┌─ GIVEN DATA
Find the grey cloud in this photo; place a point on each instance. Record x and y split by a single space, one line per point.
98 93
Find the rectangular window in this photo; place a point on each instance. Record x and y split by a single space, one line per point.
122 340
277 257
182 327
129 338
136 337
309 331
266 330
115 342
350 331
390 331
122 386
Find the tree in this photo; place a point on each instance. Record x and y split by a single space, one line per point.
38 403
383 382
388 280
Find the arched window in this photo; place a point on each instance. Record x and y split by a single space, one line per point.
└─
WHAT IS NEEDED
Write out these lines again, replacing "instance" with "occurrence" everywhere it appears and leaving everything else unchanged.

TASK RESULT
Find the grey cloud in this photo; place a point on each occurrence. Record x and y split by a single space, one line per point.
98 93
Find the rectangular window in this photo; place a point on each occurrence. Record x and y split by a single space, one line per point.
122 340
277 257
182 327
129 338
136 337
309 331
266 330
115 342
350 331
390 331
122 386
Find the tree in this photo; place a point on each occurrence. Record x and y split by a single space, one line per point.
38 403
383 382
388 280
Find the arched window in this photo; place a point on each occurrence. Record x and y split by a single space, one line per point.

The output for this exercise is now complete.